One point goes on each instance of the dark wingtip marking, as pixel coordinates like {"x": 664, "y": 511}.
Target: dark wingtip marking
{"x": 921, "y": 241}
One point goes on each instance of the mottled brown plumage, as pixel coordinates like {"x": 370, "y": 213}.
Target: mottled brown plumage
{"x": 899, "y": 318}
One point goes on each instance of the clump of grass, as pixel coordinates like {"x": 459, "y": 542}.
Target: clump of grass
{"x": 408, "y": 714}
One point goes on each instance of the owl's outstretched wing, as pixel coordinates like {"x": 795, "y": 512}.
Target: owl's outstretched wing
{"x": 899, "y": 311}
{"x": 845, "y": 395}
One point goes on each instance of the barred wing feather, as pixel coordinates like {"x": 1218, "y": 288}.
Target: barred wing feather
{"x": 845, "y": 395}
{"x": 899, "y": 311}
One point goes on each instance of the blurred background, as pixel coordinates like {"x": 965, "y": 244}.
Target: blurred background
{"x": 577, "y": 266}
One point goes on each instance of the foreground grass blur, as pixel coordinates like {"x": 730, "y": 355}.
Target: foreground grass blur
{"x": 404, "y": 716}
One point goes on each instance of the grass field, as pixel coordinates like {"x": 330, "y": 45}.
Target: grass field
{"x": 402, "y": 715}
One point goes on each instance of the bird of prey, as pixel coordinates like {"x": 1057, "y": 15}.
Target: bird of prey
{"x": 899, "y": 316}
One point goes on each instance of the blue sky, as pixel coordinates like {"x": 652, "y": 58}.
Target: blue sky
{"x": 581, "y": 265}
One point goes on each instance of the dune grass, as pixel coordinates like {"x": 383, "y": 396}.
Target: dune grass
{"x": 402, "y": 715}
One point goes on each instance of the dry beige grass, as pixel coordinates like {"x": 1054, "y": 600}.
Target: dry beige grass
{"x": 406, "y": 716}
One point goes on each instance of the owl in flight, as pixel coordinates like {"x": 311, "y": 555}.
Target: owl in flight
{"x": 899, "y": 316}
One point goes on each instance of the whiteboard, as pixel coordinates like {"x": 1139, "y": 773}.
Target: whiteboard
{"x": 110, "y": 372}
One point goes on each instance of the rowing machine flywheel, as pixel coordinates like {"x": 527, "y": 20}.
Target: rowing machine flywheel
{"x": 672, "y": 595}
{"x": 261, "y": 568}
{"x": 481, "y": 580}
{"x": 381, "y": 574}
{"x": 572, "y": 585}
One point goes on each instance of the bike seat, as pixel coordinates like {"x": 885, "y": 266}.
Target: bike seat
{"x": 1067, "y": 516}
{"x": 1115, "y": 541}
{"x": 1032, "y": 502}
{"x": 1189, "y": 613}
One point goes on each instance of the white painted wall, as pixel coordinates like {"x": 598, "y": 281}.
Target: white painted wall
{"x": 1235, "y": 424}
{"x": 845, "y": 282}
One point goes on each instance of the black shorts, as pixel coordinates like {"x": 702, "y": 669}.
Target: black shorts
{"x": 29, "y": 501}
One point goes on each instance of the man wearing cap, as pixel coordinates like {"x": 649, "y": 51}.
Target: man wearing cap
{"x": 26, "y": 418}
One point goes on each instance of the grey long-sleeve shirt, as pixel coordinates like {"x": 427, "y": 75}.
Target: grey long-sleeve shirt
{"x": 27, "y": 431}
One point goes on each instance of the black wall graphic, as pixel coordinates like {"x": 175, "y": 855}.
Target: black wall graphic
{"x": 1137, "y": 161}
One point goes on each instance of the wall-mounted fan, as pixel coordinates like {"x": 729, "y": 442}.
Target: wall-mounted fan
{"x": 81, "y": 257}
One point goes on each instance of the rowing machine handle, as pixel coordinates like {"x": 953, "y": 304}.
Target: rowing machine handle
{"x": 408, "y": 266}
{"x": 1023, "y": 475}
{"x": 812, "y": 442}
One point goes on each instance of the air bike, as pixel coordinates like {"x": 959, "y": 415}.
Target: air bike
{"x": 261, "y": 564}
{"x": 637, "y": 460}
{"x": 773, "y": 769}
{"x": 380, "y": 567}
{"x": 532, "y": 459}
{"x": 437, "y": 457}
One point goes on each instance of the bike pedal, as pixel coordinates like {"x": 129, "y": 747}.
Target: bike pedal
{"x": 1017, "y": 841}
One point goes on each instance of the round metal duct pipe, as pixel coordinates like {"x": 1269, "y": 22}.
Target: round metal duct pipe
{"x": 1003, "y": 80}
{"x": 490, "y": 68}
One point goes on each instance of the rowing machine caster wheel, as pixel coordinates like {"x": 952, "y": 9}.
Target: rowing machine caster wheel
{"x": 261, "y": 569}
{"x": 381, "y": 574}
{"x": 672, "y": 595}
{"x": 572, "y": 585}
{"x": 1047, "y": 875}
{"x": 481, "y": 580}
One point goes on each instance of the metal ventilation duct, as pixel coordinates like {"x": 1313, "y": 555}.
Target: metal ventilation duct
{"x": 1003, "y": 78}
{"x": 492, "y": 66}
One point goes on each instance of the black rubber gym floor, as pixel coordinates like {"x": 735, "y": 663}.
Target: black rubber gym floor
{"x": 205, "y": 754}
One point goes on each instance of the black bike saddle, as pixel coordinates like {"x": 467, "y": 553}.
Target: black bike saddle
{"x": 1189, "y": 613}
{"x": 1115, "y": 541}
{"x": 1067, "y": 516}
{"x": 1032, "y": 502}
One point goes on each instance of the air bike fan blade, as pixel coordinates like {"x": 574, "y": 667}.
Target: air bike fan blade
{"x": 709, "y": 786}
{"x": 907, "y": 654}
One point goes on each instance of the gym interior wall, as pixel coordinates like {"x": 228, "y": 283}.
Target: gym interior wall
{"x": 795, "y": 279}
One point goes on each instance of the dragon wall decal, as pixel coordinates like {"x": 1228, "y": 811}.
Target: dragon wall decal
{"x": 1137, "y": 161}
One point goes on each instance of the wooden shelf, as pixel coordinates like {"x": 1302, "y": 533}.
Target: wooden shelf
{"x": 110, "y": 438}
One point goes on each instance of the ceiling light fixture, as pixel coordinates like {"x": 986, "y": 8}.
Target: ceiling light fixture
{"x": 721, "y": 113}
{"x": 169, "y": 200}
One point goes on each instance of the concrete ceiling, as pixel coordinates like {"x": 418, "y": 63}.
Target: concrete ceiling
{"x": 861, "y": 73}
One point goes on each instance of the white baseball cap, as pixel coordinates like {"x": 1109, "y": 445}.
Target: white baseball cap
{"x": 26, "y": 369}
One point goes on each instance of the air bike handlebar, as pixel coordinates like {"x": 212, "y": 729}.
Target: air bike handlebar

→ **Task**: Can you change "white baseball cap" to "black baseball cap" in the lines from the one containing "One point goes on each instance of the ceiling" through the end of the records, inclusive, and give only those lines back with nothing else altered?

→ **Answer in full**:
One point goes on each instance of the ceiling light fixture, as pixel coordinates like {"x": 986, "y": 8}.
Target: ceiling light fixture
{"x": 721, "y": 113}
{"x": 169, "y": 200}
One point goes on each instance of the concrete ceiling, as pixel coordinates like {"x": 418, "y": 63}.
Target: concrete ceiling
{"x": 861, "y": 73}
One point goes on each instance of the black baseball cap, as pixel coordinates like {"x": 1109, "y": 445}.
Target: black baseball cap
{"x": 26, "y": 369}
One point goes on each instance of the air bike handlebar, as pixel coordinates like {"x": 212, "y": 729}.
Target: air bike handlebar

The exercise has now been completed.